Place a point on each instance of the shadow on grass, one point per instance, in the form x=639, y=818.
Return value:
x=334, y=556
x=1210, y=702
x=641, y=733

▶ [What you have to do] Transcribe the whole listing with nothing added or left out.

▶ [Answer box]
Place a point on each instance of the shadow on grass, one point per instance, in the form x=639, y=818.
Return value:
x=334, y=556
x=1210, y=702
x=641, y=733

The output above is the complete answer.